» Questions to answer
(A) Give the somatic variant analysis tutorial again between "Click Start to" and "view the alignments.", inclusive, substituting "sample" for "tissue".
(B) Name every file that the somatic variant analysis tutorial says should be in your history after the upload.
(C) Write the next part of the somatic variant analysis tutorial, picking up after its last sentence.

:: Exercise passage

Hands-on Somatic Variant Analysis in Galaxy and IGV
Tutorial Overview
This tutorial will cover the basics of Somatic analysis using Galaxy; a open-source web-based platform for the analysis of biological data. You should gain an appreciation of the tasks involved in a typical NGS analysis and be comfortable with the outputs generated by a sequencing service. You will also use the Integrative Genomics Viewer (IGV) to view the aligned reads in an interactive manner.
We will use training materials provided by the Galaxy Project and sign-post to relevant sections. If you want to find more detailed tutorials on IGV or Galaxy you can follow the links below:-
Background
Where do the data in this tutorial come from?
The data for this tutorial are from a cancer patient down-sampled to genes that are present in the COSMIC dataset. We will use these data throughout the course to call variants, filter and discuss the clinical impact of any mutations.
Preparation and Data Upload
If attending this workshop in-person you should have access to a private queue on the usegalaxy.eu server that will allow your jobs to run quicker.
Follow this link to register an account:-
https://usegalaxy.eu/join-training/sbc-somatic-2019-05-10
Otherwise, register as a new user on one of the public Galaxy servers
Make sure you check your email to activate your account
Import the data for the workshop.
We can going to import the fastq files for this experiment. This is a standard format for storing raw sequencing reads and their associated quality scores. However, as we will see, the representation of the quality scores has changed over time.
The fastq files for this workshop have been uploaded to google drive folder
Download all the files ending in fastq.gz
and fasta.gz
in this directory to your laptop
You can import the data by:
- In the tool panel located on the left, select Get Data > Upload File.
- Choose local file and browse to the directory containing the files from the google drive and select all the file. Click Open to close the file browser. The names of the files should now appear in Galaxy.
Click Start to begin the upload
You should now have these 5 files in your history:
231335_cancer_genes_r1.fastq.gz
231335_cancer_genes_r2.fastq.gz
231336_cancer_genes_r1.fastq.gz
231336_cancer_genes_r2.fastq.gz
hg19.chr5_12_17.fasta.gz
where the first two files represent the forward and reverse reads sequence data from a patient’s normal tissue, and the next two represent the data of the same patient’s tumor tissue. The final file is a cut-down reference genome for chromosomes 5, 12 and 17 only.
Section 4: Alignment
The result of the previous practical will be a .bam
file that we will describe in the next section. This file is not human-readable, as it is compresed. But we can convert to a readable format for illustration purposes.
Viewing the alignments
Click on the eye of the resulting file to view the alignments.
A single standard file format has emerged for aligned reads. Moreoever, this file format is consistent regardless of whether you have DNA-seq, RNA-seq, ChIP-seq… data.
The bam
file is a compressed, binary, version of a sam
file.

::::
:: Recorded data

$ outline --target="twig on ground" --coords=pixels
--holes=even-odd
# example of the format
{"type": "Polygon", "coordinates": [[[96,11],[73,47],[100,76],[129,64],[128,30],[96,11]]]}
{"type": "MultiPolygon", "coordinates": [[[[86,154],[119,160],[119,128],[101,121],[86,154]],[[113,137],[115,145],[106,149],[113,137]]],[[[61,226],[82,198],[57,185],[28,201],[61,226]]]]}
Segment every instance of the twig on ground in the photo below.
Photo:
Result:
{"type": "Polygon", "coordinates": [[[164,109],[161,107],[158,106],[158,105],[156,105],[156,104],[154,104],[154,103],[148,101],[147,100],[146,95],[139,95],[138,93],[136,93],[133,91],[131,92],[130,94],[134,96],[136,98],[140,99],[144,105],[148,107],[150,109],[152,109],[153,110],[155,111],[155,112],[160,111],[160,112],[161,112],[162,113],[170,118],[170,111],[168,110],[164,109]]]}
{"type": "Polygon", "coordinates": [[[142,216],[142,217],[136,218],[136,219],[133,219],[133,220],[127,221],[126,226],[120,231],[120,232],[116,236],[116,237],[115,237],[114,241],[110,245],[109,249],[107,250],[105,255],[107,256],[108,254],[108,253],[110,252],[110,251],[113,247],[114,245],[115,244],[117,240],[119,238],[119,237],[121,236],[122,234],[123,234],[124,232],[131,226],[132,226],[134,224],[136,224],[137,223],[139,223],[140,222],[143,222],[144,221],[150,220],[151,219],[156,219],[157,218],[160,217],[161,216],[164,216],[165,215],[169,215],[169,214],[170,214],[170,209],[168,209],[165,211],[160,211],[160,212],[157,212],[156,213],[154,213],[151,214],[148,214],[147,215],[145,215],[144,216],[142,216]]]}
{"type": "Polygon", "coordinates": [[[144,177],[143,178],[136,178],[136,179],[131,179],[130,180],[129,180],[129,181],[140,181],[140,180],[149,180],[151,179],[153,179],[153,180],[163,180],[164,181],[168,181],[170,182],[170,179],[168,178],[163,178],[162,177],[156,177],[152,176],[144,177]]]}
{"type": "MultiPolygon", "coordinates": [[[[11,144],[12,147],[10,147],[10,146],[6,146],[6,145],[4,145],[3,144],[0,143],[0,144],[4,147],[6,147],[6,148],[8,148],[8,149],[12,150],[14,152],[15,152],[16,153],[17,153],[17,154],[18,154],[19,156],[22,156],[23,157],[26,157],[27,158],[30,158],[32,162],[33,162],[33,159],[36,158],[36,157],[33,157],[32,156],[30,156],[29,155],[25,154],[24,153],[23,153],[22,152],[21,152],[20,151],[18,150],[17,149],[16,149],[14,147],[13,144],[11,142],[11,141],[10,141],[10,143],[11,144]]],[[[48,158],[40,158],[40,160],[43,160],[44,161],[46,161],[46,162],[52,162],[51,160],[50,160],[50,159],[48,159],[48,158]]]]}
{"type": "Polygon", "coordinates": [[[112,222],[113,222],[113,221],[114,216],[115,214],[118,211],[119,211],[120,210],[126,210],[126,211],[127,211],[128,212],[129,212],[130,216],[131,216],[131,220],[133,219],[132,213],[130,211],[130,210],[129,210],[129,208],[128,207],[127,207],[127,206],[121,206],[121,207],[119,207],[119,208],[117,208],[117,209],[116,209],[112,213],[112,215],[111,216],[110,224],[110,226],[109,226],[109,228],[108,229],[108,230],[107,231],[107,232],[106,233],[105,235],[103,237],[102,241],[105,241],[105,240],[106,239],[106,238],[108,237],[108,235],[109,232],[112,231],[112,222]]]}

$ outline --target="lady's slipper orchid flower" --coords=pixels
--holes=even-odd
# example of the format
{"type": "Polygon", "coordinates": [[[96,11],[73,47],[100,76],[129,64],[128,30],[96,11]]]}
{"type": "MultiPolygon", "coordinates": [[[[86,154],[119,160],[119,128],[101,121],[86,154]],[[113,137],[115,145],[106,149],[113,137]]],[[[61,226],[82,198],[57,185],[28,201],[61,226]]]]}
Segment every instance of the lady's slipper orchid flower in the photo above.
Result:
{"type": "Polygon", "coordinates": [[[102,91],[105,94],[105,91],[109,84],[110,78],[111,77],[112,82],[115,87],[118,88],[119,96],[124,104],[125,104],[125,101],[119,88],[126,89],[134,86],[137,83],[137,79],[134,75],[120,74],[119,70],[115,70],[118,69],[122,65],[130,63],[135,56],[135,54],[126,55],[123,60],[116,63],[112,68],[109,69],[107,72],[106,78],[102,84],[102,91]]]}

::::

» Answers to the problems
(A)
Click Start to begin the upload
You should now have these 5 files in your history:
231335_cancer_genes_r1.fastq.gz
231335_cancer_genes_r2.fastq.gz
231336_cancer_genes_r1.fastq.gz
231336_cancer_genes_r2.fastq.gz
hg19.chr5_12_17.fasta.gz
where the first two files represent the forward and reverse reads sequence data from a patient’s normal sample, and the next two represent the data of the same patient’s tumor sample. The final file is a cut-down reference genome for chromosomes 5, 12 and 17 only.
Section 4: Alignment
The result of the previous practical will be a .bam
file that we will describe in the next section. This file is not human-readable, as it is compresed. But we can convert to a readable format for illustration purposes.
Viewing the alignments
Click on the eye of the resulting file to view the alignments.

(B)
231335_cancer_genes_r1.fastq.gz
231335_cancer_genes_r2.fastq.gz
231336_cancer_genes_r1.fastq.gz
231336_cancer_genes_r2.fastq.gz
hg19.chr5_12_17.fasta.gz

(C)
- Sequence Alignment/Map (sam)
- The output from an aligner such as
bwa
- Same format regardless of sequencing protocol (i.e. RNA-seq, ChIP-seq, DNA-seq etc)
- May contain un-mapped reads
- Potentially large size on disk; ~100s of Gb
- Can be manipulated with standard unix tools; e.g. cat, head, grep, more, less….
- Official specification can be obtained online: -
- We normally work on a compressed version called a
.bam
file. See later.
- Header lines starting with an
@
character, followed by tab-delimited lines
- Header gives information about the alignment and references sequences used
The first part of the header lists the names (SN
) of the sequences (chromosomes) used in alignment, their length (LN
) and somtimes a md5sum “digital fingerprint” of the .fasta
file used for alignment (M5
).
@HD VN:1.3 SO:coordinate
@SQ SN:chr5 LN:180915260
@SQ SN:chr12 LN:133851895
@SQ SN:chr17 LN:81195210
@RG ID:231335 SM:Normal PL:ILLUMINA
We also have a section where we can record the processing steps used to derive the file
@PG ID:bwa PN:bwa VN:0.7.17-r1188 CL:bwa mem -t 8 -v 1 -R @RG\tID:231335\tSM:Normal\tPL:ILLUMINA localref.fa /data/dnb02/galaxy_db/files/009/352/dataset_9352452.dat /data/dnb02/galaxy_db/files/009/352/dataset_9352453.dat
Next is a tab-delimited section that describes the alignment of each sequence in detail.
ST-K00265:137:HT33CBBXX:3:2106:5944:11759 99 chr5 218378 60 101M = 218465 188 GTATCCCCCCTCCCCCGCCAGCTCGACCCCGGTGTGGTGCGCAGGCGCAGTCTGCGCAGGGACTGGCGGGACTGCGCGGCGGCAACAGCAGACATGTCGGG AAFFFJJJJJJJJJJJJJJJJJJJJJJJJJJJJJJJJJJJJJJJJJJJJJJJJJJJJJJJJJJJJJJJJJJJJJJJJJJJJJJJJJJJJJJJJJJJJJJJJ NM:i:0 MD:Z:101 MC:Z:101M AS:i:101 XS:i:50 RG:Z:231335
1 |
QNAME |
Sequence ID |
2 |
FLAG |
Sequence quality expressed as a bitwise flag |
3 |
RNAME |
Chromosome |
4 |
POS |
Start Position |
5 |
MAPQ |
Mapping Quality |
6 |
CIGAR |
Describes positions of matches, insertions, deletions w.r.t reference |
7 |
RNEXT |
Ref. name of mate / next read |
8 |
PNEXT |
Postion of mate / next read |
9 |
TLEN |
Observed Template length |
10 |
SEQ |
Sequence |
11 |
QUAL |
Base Qualities |
There can also be all manner of optional tags as extra columns introduce by an aligner or downstream analysis tool. A common use is the RG
tag which refers back to the read groups in the header.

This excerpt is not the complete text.